**Ketentuan Tugas A:** Pindahkan baris-baris entri ke jawaban Anda, termasuk teks permintaannya, mulai dari baris pertama entri dan terus hingga baris yang memuat "[457,417,628,600]". Tambahkan 57 pada setiap angka koordinat kotak pembatas di jawabannya, dan jangan sertakan gambar.

**Kutipan yang Diberikan:**
====

PEMBUKTIAN DALAM HUKUM ACARA PIDANA
Di dalam hukum acara pidana pembuktian
merupakan titik sentral di dalam pemeriksaan perkara di pengadilan. Hal ini
karena melalui tahapan pembuktian inilah terjadi suatu proses, cara, perbuatan
membuktikan untuk menunjukkan benar atau salahnya si terdakwa terhadap suatu
perkara pidana di dalam sidang pengadilan. Pembuktian adalah
ketentuan-ketentuan yang berisi penggarisan dan pedoman tentang cara-cara yang
dibenarkan undang-undang membuktikan kesalahan yang didakwakan kepada terdakwa.
Pembuktian juga merupakan ketentuan yang mengatur alat-alat bukti yang
dibenarkan undang-undang yang boleh dipergunakan hakim membuktikan kesalahan
yang didakwakan.
Pembuktian
adalah kegiatan membuktikan, dimana membuktikan berarti memperlihatkan
bukti-bukti yang ada, melakukan sesuatu sebagai kebenaran, melaksanakkan,
menandakan, menyaksikan dan meyakinkan. Secara konkret, Adami Chazawi
menyatakan, bahwa dari pemahaman tentang arti pembuktian di sidang pengadilan,
sesungguhnya kegiatan pembuktian dapat dibedakan menjadi 2 bagian, yaitu:
1.
Bagian kegiatan pengungkapan fakta.
2.
Bagian pekerjaan penganalisisan fakta yang
sekaligus penganalisisan hukum.

====

**Daftar Data:**
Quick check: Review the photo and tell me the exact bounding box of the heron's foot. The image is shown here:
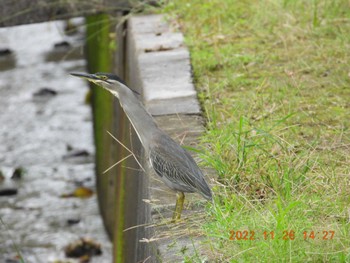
[171,192,185,222]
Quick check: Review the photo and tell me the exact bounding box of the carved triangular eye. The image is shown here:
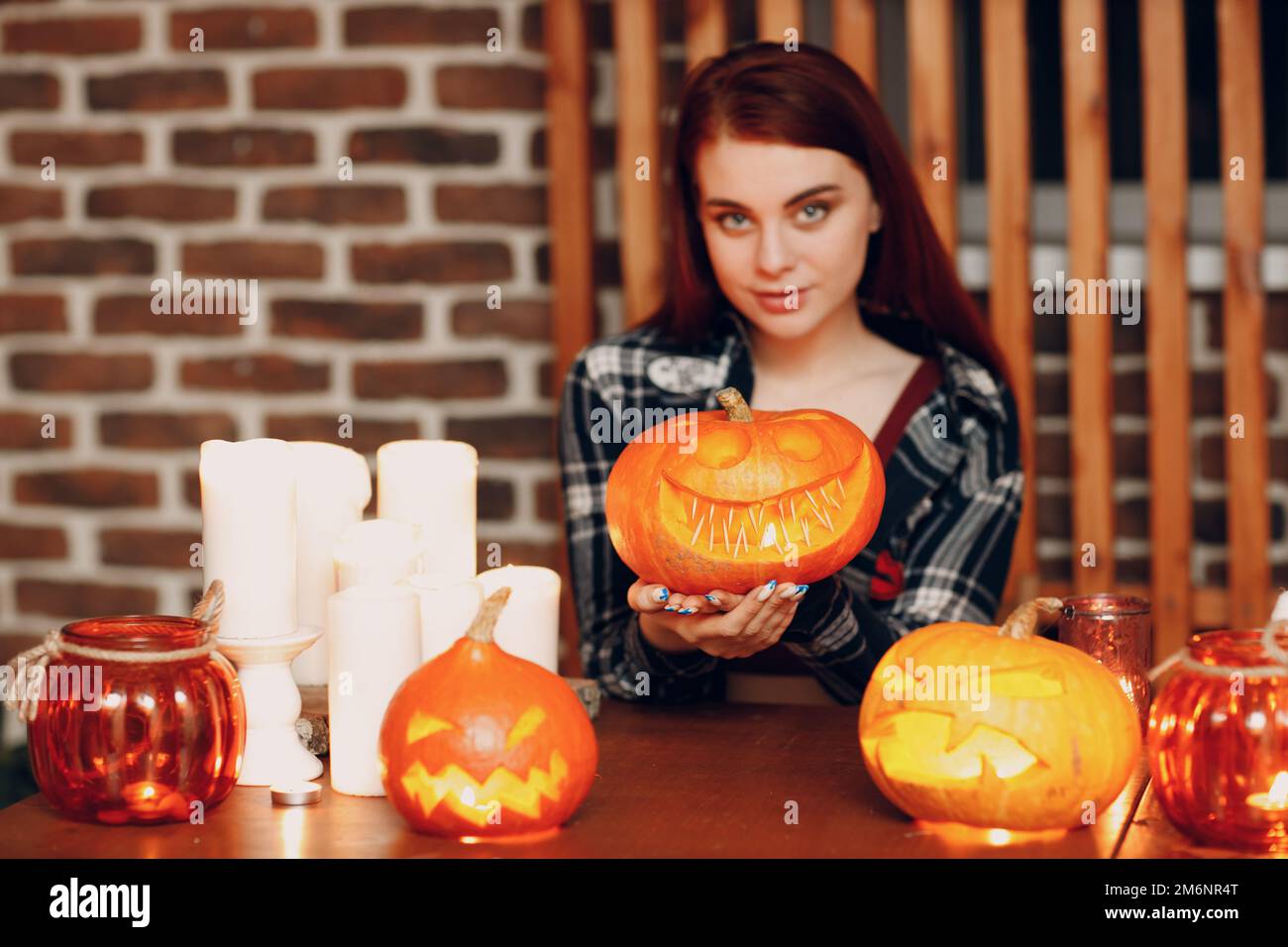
[769,421,823,460]
[407,710,456,743]
[693,427,751,471]
[505,707,546,750]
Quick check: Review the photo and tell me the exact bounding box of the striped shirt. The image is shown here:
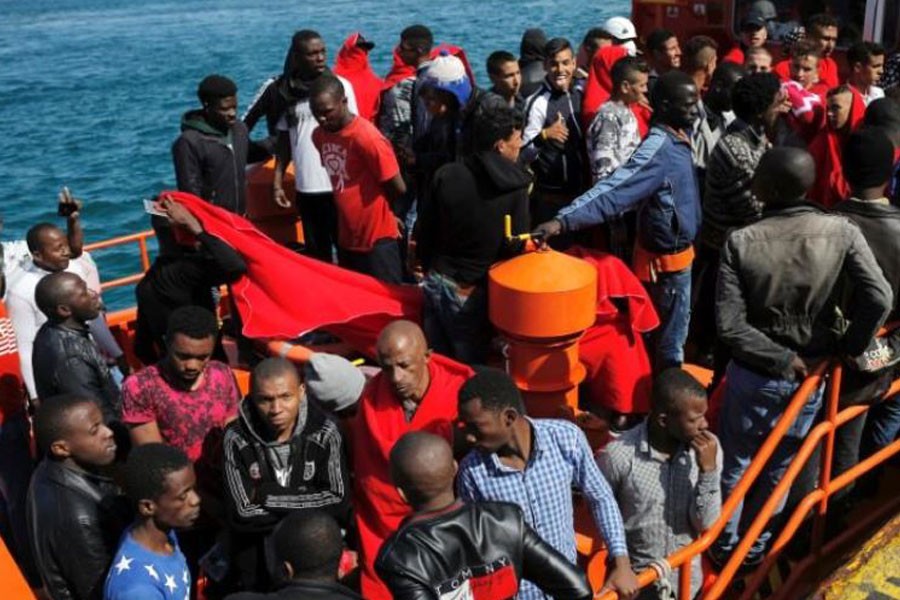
[457,417,628,600]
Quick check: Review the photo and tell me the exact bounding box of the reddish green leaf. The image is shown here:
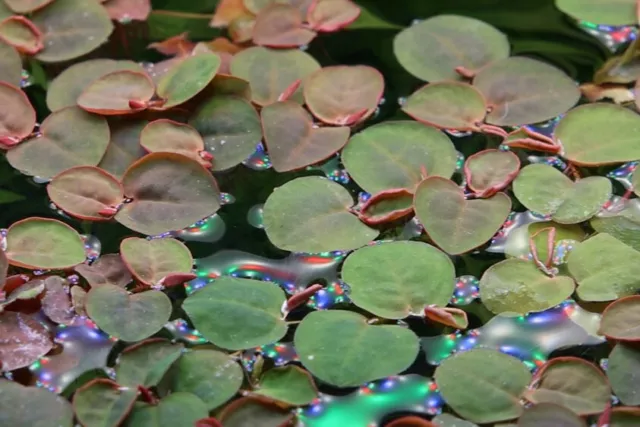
[260,101,350,172]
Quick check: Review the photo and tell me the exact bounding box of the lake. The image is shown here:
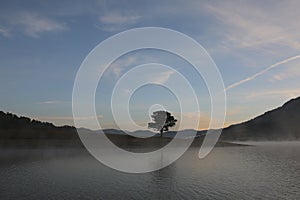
[0,142,300,200]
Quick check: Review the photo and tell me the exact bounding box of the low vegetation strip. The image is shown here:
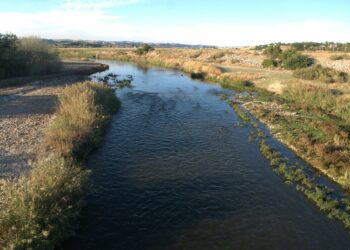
[226,95,350,230]
[0,82,120,249]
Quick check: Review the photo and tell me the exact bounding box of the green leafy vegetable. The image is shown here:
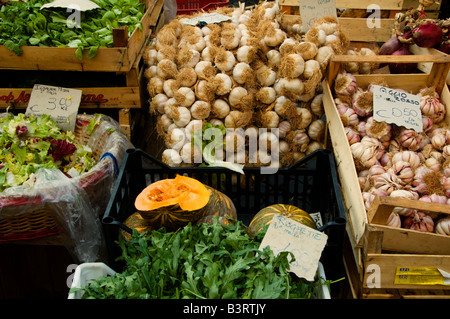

====

**Ketentuan Tugas B:** Perbarui bagian teks tentang pembuktian dalam hukum acara pidana, mulai dari "PEMBUKTIAN DALAM HUKUM" dan terus hingga "yang didakwakan.", lalu tuliskan bagian itu kembali dengan "terdakwa" diganti menjadi "tersangka".

**Keluaran Lengkap A:**
Quick check: Review the photo and tell me the exact bounding box of the heron's foot. The image is shown here:
[228,249,242,279]
Quick check: Review the photo and tell me the exact bounding box of the carved triangular eye. The image is shown here:
[826,478,880,517]
[464,767,513,800]
[750,484,808,528]
[562,764,603,807]
Quick check: Review the photo and tell me the exact bounding box of the striped shirt. The image is shown here:
[514,474,685,657]

**Keluaran Lengkap B:**
PEMBUKTIAN DALAM HUKUM ACARA PIDANA
Di dalam hukum acara pidana pembuktian
merupakan titik sentral di dalam pemeriksaan perkara di pengadilan. Hal ini
karena melalui tahapan pembuktian inilah terjadi suatu proses, cara, perbuatan
membuktikan untuk menunjukkan benar atau salahnya si tersangka terhadap suatu
perkara pidana di dalam sidang pengadilan. Pembuktian adalah
ketentuan-ketentuan yang berisi penggarisan dan pedoman tentang cara-cara yang
dibenarkan undang-undang membuktikan kesalahan yang didakwakan kepada tersangka.
Pembuktian juga merupakan ketentuan yang mengatur alat-alat bukti yang
dibenarkan undang-undang yang boleh dipergunakan hakim membuktikan kesalahan
yang didakwakan.